Request:
Transcribe the passage of the column on reuniting Cyprus below from "A year ago, with" to "hostile to reunification.", keeping every word and punctuation mark unchanged.

Excerpt to read:
Nov. 25, 2009 - Issue #736: Poster Boys
Dyer Straight
reuniting Cyprus
It's over; Reuniting Cyprus not going to happen
The window of opportunity actually slammed shut in 2004, when
Greek-Cypriot voters overwhelmingly rejected a United Nations plan to reunite
the divided island of Cyprus. A week later the Greek-Cypriot government was
allowed to join the European Union anyway, while the Turkish-Cypriots, who
had voted in favour of the reunification plan, were frozen out. But some
people just won't give up.
A year ago, with new leadership on both sides, the Greek- and
Turkish-Cypriots embarked on another round of talks aimed at reunifying the
island. As late as this September, Alexander Downer, the UN
secretary-general's special adviser on Cyprus, said that "what you have here
are two leaders who are very committed to a successful outcome." But good
intentions are not enough.
Dimitris Christofias, the Greek-Cypriot president, and Mehmet Ali Talat, his
Turkish-Cypriot counterpart, are old friends, and they both genuinely want to
put the country back together, but they have made little progress and after
fifty meetings time is running out. There will be elections in the "Turkish
Republic of Northern Cyprus" (TRNC) in April, and the new president there is
likely to be hostile to reunification.

Data shown:
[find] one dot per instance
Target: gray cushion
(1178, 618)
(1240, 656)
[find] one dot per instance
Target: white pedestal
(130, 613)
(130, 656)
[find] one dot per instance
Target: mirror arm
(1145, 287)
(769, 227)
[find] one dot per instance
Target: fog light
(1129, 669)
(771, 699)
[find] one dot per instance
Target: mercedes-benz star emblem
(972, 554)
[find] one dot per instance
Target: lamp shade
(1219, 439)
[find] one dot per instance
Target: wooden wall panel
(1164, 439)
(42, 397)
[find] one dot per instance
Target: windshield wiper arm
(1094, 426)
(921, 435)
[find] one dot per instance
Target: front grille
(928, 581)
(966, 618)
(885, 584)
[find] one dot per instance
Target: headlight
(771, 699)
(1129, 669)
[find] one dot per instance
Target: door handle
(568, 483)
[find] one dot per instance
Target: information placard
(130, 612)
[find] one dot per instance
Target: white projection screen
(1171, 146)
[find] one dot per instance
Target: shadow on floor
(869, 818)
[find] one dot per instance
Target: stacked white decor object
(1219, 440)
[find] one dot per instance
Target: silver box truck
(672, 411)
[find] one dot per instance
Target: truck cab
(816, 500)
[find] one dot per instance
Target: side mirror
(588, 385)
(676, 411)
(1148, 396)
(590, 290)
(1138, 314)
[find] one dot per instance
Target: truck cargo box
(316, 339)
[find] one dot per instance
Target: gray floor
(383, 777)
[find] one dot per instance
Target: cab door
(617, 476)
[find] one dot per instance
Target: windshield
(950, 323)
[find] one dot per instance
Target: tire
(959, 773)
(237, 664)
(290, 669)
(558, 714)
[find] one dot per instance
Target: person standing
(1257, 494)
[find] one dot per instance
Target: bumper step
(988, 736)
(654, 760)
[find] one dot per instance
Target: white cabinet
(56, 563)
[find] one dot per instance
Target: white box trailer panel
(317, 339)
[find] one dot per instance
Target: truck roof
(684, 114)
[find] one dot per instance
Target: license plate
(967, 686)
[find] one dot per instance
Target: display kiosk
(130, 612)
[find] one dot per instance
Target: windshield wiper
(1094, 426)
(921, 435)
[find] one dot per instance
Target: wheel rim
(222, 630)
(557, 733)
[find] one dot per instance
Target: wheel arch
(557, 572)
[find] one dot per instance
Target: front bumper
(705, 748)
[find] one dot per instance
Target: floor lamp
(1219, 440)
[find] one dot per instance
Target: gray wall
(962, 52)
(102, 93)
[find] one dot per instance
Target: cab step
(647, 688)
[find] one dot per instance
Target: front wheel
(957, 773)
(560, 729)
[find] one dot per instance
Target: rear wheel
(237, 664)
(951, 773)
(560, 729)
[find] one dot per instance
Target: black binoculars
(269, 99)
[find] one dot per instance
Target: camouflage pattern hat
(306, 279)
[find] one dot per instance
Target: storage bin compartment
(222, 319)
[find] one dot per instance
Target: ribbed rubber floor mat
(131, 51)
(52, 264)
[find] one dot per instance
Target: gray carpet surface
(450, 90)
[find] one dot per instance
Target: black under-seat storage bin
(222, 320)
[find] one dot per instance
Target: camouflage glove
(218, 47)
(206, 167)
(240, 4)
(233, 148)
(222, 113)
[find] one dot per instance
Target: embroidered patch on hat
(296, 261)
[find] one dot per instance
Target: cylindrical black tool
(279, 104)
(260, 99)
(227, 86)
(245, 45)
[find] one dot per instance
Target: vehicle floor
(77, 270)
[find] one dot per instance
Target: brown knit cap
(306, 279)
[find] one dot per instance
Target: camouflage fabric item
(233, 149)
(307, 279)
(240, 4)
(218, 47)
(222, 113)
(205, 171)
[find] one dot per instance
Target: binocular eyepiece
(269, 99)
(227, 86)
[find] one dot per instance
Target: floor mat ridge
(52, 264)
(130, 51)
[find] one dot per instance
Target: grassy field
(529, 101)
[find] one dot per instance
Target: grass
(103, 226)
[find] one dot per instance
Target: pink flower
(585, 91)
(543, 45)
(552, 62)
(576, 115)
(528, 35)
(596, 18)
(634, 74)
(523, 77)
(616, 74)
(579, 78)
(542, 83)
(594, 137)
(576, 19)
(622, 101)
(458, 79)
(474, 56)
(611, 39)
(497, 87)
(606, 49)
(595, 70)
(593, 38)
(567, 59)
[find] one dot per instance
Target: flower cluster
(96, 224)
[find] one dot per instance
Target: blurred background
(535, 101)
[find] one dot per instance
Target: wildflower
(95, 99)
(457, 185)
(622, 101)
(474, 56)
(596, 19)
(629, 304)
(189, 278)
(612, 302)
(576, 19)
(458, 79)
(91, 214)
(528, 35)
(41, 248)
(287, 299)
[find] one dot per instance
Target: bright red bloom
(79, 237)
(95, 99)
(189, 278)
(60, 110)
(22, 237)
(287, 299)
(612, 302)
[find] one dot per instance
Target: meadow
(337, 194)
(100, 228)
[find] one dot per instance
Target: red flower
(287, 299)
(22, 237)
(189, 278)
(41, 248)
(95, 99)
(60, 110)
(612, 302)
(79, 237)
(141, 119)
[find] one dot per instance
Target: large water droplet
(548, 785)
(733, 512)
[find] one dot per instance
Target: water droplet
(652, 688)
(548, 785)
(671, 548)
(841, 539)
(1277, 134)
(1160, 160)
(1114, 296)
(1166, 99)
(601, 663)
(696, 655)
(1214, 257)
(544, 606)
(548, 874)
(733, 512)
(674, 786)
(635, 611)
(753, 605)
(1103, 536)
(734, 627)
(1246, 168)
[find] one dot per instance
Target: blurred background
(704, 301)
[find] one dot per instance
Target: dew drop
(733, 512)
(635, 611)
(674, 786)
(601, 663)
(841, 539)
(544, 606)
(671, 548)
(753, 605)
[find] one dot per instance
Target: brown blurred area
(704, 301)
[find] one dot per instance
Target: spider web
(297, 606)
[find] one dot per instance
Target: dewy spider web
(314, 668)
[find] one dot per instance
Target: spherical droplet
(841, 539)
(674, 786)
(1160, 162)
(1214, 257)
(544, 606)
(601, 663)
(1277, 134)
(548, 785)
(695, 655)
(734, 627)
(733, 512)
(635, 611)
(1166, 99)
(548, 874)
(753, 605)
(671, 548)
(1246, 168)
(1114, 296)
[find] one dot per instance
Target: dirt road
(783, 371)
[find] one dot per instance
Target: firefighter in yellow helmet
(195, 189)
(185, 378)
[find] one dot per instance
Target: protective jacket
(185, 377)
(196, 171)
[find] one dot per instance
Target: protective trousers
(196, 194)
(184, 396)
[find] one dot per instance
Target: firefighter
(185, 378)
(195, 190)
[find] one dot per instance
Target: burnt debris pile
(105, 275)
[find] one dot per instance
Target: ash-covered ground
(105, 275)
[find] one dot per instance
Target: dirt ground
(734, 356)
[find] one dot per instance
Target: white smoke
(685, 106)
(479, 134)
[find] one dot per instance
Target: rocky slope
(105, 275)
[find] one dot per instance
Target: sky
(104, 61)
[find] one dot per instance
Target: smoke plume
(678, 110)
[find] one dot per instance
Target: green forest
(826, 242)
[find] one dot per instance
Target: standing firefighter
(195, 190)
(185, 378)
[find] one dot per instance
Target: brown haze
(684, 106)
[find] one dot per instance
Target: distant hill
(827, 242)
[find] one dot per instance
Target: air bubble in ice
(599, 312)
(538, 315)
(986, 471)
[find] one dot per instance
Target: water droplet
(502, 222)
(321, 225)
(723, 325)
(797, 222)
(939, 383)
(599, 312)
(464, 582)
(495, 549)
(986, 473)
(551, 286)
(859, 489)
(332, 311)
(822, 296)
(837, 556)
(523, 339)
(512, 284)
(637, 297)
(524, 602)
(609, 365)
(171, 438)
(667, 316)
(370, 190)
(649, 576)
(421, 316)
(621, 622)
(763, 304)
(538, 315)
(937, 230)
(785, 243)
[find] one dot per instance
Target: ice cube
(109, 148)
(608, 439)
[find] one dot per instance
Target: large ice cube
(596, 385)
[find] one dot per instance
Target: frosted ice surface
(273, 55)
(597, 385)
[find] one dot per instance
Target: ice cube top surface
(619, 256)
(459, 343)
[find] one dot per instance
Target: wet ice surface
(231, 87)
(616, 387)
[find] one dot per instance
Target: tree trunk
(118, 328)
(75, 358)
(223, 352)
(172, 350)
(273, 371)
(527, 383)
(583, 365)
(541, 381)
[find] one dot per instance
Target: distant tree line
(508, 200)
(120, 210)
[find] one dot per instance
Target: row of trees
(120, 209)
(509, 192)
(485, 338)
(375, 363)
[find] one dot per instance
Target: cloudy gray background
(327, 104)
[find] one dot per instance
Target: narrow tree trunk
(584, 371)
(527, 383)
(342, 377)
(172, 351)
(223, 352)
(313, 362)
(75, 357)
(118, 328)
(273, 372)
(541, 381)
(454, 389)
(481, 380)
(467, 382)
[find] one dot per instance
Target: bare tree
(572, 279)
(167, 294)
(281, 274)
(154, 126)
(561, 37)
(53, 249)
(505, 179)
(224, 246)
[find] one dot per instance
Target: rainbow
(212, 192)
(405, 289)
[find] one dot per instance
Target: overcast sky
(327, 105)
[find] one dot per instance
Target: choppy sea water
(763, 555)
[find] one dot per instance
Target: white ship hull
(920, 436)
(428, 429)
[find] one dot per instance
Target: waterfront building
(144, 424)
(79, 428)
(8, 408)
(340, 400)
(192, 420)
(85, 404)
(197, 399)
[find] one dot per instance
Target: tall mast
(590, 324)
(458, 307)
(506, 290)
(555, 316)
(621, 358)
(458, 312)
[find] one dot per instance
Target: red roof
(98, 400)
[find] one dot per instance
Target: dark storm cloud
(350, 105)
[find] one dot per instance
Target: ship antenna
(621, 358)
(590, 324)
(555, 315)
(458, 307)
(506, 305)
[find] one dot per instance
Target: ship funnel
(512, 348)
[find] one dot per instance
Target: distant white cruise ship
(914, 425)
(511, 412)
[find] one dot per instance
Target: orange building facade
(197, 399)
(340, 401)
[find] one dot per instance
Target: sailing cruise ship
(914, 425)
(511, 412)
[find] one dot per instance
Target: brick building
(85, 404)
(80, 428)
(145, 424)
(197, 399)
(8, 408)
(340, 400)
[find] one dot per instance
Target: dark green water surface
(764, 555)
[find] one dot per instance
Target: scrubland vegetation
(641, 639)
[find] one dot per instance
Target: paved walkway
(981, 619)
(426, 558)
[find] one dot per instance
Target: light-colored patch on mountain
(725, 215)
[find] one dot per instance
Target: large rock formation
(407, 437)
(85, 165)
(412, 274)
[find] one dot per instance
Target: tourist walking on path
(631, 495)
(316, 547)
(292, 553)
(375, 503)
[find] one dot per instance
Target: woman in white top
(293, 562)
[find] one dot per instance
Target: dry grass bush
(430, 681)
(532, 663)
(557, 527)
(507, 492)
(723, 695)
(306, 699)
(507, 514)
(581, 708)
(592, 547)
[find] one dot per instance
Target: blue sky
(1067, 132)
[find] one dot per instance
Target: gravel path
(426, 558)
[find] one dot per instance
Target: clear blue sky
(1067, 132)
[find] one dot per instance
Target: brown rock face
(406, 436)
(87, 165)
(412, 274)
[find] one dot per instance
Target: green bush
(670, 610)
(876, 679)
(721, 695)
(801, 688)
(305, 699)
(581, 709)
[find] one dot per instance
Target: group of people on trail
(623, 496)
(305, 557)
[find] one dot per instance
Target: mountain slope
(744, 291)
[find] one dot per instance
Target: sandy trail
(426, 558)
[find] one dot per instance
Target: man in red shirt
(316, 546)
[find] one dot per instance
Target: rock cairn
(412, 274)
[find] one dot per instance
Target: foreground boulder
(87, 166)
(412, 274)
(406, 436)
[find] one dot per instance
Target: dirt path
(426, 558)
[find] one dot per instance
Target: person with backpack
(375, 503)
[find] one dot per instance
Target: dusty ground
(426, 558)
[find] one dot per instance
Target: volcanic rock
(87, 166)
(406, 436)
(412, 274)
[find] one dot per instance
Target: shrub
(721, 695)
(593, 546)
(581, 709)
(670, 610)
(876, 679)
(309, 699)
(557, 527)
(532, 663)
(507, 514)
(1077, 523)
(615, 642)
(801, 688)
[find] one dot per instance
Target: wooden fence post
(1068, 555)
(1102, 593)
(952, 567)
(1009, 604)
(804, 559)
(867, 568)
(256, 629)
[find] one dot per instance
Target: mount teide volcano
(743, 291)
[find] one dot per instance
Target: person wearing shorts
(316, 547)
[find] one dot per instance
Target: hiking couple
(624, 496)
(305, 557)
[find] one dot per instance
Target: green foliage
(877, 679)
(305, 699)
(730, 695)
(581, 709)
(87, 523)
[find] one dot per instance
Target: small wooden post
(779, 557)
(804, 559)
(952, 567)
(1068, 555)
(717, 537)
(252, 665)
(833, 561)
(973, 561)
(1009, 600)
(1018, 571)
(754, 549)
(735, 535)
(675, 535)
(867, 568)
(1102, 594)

The response:
A year ago, with new leadership on both sides, the Greek- and
Turkish-Cypriots embarked on another round of talks aimed at reunifying the
island. As late as this September, Alexander Downer, the UN
secretary-general's special adviser on Cyprus, said that "what you have here
are two leaders who are very committed to a successful outcome." But good
intentions are not enough.
Dimitris Christofias, the Greek-Cypriot president, and Mehmet Ali Talat, his
Turkish-Cypriot counterpart, are old friends, and they both genuinely want to
put the country back together, but they have made little progress and after
fifty meetings time is running out. There will be elections in the "Turkish
Republic of Northern Cyprus" (TRNC) in April, and the new president there is
likely to be hostile to reunification.